:: Records for processing
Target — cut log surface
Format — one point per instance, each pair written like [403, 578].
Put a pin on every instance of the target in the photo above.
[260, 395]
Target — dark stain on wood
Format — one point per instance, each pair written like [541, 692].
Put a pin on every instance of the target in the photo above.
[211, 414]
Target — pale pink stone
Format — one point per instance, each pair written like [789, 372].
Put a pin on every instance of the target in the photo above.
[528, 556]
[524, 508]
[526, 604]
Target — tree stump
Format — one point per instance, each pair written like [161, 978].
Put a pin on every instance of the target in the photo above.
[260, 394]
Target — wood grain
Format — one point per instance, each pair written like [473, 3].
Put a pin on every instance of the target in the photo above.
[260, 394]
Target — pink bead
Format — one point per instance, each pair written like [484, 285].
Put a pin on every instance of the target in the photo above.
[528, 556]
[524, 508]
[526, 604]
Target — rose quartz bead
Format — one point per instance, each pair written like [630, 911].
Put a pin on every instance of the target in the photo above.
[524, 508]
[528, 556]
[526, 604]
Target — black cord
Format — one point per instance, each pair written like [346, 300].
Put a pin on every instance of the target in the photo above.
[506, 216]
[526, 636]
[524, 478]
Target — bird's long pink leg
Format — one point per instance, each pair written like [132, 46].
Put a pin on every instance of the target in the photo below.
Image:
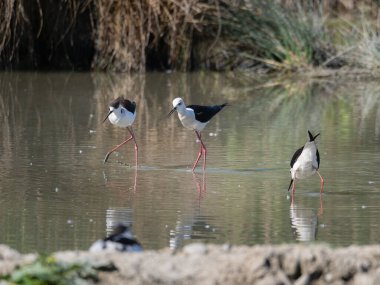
[293, 188]
[204, 151]
[200, 151]
[115, 148]
[322, 181]
[134, 139]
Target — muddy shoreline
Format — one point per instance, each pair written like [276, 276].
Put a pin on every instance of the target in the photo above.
[222, 264]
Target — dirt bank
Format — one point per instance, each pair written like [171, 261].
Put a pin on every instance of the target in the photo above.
[212, 264]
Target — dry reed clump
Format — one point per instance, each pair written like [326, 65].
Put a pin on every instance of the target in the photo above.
[12, 20]
[128, 32]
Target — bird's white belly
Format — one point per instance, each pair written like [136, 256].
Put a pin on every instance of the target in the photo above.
[305, 166]
[190, 123]
[122, 120]
[304, 171]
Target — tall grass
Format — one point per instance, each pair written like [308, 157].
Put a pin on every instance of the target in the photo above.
[130, 35]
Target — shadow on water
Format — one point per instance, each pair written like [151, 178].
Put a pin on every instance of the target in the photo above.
[52, 146]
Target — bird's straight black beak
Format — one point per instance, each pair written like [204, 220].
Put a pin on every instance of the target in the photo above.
[171, 112]
[109, 113]
[290, 185]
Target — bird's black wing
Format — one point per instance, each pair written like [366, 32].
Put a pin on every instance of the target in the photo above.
[296, 156]
[130, 106]
[204, 114]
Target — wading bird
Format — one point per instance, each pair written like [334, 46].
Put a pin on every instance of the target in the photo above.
[120, 240]
[305, 162]
[195, 117]
[122, 113]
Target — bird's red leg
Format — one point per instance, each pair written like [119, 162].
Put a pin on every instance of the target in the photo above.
[134, 139]
[200, 151]
[293, 188]
[204, 151]
[322, 181]
[115, 148]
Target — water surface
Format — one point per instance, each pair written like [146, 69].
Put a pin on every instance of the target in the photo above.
[56, 193]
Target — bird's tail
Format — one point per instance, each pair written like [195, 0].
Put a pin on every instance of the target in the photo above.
[290, 185]
[311, 137]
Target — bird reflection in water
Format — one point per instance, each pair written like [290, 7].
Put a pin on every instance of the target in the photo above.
[304, 221]
[201, 184]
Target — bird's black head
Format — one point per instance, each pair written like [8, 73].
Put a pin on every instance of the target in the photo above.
[311, 137]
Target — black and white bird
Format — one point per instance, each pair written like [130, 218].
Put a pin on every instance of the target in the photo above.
[120, 240]
[195, 117]
[305, 162]
[122, 113]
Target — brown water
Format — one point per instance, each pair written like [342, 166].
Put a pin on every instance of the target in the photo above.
[56, 193]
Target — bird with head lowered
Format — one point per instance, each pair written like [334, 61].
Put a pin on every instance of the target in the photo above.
[196, 117]
[122, 113]
[305, 162]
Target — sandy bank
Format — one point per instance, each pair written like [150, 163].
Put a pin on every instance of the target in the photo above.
[212, 264]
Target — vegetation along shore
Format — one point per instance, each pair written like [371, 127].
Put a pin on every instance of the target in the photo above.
[185, 35]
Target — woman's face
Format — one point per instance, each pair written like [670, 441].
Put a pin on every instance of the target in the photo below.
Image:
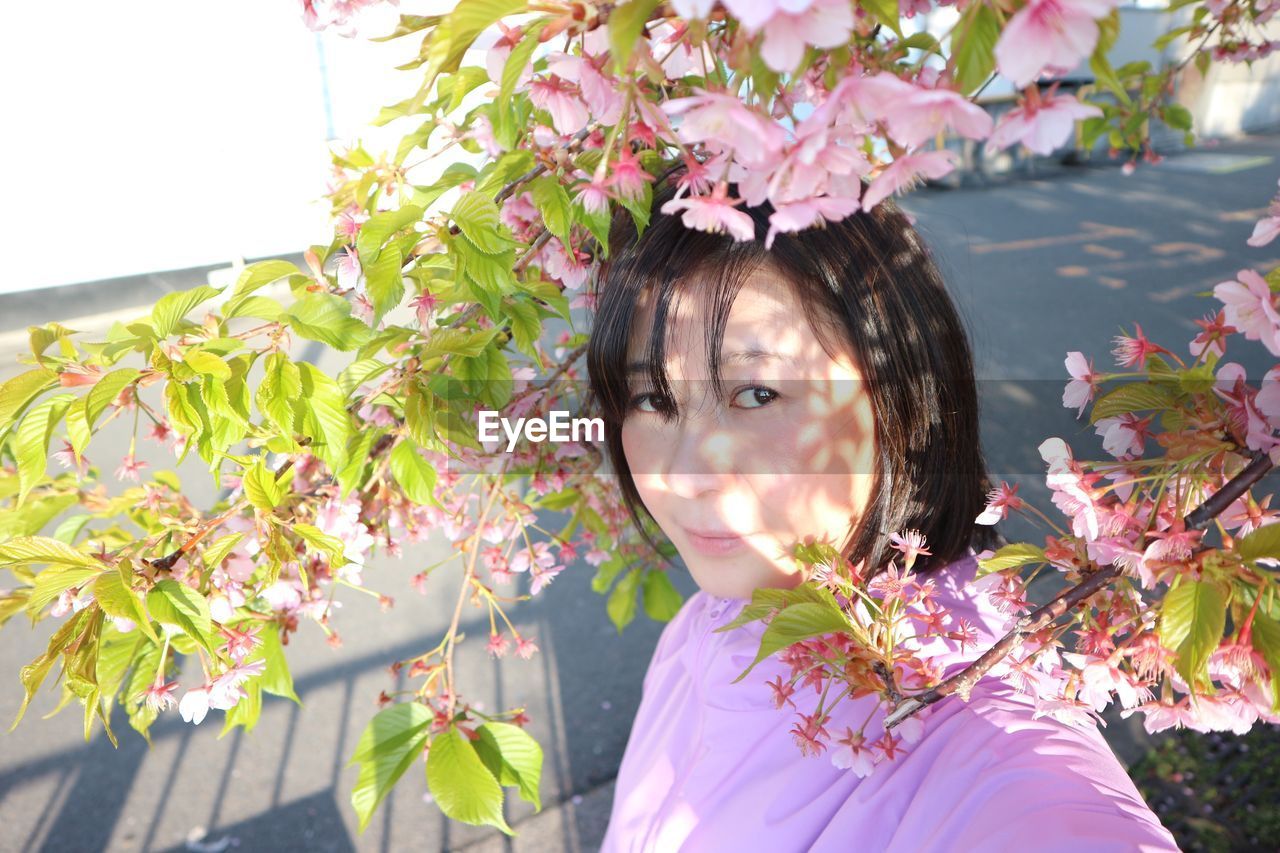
::::
= Challenge =
From the items above, extract each line that contains the string "white".

= Answer to this task =
Target — bird's white belly
Target — black and white bird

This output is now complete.